─── Verilen metin

İşte bu noktadan sonra maçı Galatasaray’a getiren 30 dakikalık bölüm başladı. Presini doğrudan Beşiktaş savunmasının üzerine kuran, Fernandes gibi takımın en yumuşak ayağına yüzü dönük top aldırmayan Galatasaray presi inanılmaz iş yaptı ve oyun tamamen tersine döndü. Üst üste gelen kornerlerde ise Riera topu doğru yere kesip golü yaratan isim oldu. Elmander’in dönüşünde Melo’nun ofsayt pozisyonunda olduğunun notunu düşelim lakin pozisyonun gelişimi, bir duran topta Galatasaray’ın 9 numarasının bomboş kafa vurması gibi affedilemz savunma hatalarını da es geçmemek gerek. 1-0’ın ardından önce Holosko, ardından Quaresma’yı görmeyip kaleyi deneyen Fernandes 1-1 şansını tepti, bunlar da Beşiktaş adına maçın en net pozisyonlarıydı.
İkinci yarıda Galatasaray’a pozisyon şansı dahi vermeyen bir Beşiktaş vardı ama işin ironik tarafı kendi de pozisyon bulamıyordu. Aslında Beşiktaş’ın İnönü’de baskı kurduğu ilk maç bu değil. Normal sezonda Fenerbahçe karşısında da geriye düştükten sonra Fenerbahçe’ye top göstermeyen, kontra şansı tanımayan Beşiktaş yine üretken olamamış, aradığı pozisyonları bulamamıştı. Senaryo yine benzerdi. Baskı düştüğündeyse 77’de Galatasaray’ın ilk akını geldi, 79’da da Aydın Yılmaz’ın kariyer golü. Maçın futbola benzeyen kısmı da bu dakikada tamamlandı zaten.

──────

* **İş talimatı 1**
Galatasaray–Beşiktaş maçı yazısında "İkinci yarıda Galatasaray’a" ile "dakikada tamamlandı zaten." arasındaki bölümü, bu iki ifade de dahil, hiç değiştirmeden yazın.
* **İş talimatı 2**
Galatasaray–Beşiktaş maçını anlatan yazıyı kaldığı yerden alıp sürdürün.
Aşağıdaki kayıtların Galatasaray–Beşiktaş maçı yazısıyla hiçbir ilgisi yoktur.

─── Gösterilen kayıtlar

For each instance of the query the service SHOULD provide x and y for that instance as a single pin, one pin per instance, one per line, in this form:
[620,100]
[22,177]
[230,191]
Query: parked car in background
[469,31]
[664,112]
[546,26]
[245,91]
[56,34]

──────

* **Görev çıktısı 1**
İkinci yarıda Galatasaray’a pozisyon şansı dahi vermeyen bir Beşiktaş vardı ama işin ironik tarafı kendi de pozisyon bulamıyordu. Aslında Beşiktaş’ın İnönü’de baskı kurduğu ilk maç bu değil. Normal sezonda Fenerbahçe karşısında da geriye düştükten sonra Fenerbahçe’ye top göstermeyen, kontra şansı tanımayan Beşiktaş yine üretken olamamış, aradığı pozisyonları bulamamıştı. Senaryo yine benzerdi. Baskı düştüğündeyse 77’de Galatasaray’ın ilk akını geldi, 79’da da Aydın Yılmaz’ın kariyer golü. Maçın futbola benzeyen kısmı da bu dakikada tamamlandı zaten.

* **Görev çıktısı 2**
Dediğim gibi, Hüseyin Göçek’in toptan maçı elinden kaçırmışlığı ortada, maçı bir yönde katlettiği kanaatine katılmıyorum ama bunu görmemek mümkün değildi. Ernst’in açıkça kendisiyle alay etmesine, Quaresma’nın tribünleri dahi “pozisyon kırmızı” diye bağırtan tekmesine karşı duruş gösterememesi de maçın gidişatından ne kadar etkilendiğini gösteriyordu. Lakin bu cinnetin arkaplanını okumak, bir özeleştiri süreci başlatmak çok daha doğru olur.
Galatasaray bence Kadıköy’e giden süreçteki en zor maçında rakibi tek ayak üstünde yakalamanın da getirisiyle çok iyi iş yaptı, büyük bir avantajı cebine koydu. Süper Final’in son dört maçını anlamsız kılma fırsatı da artık Galatasaray’da. Hafta sonu Fenerbahçe’yi Arena’da yenmek şampiyonluk şarkılarını artık söylemek demek…
7 yorum:
"Zaten Beşiktaş kötü diye ofsayt verilmemeli" gibi bir yazı olmuş sayın blog sahibi. Sonuç gene objetif olamayan bir bakış açısıdır.. Nokta.
Valla helal olsun diyorum, başka bir şey demiyorum. Çok güzel çıkarmışsınız.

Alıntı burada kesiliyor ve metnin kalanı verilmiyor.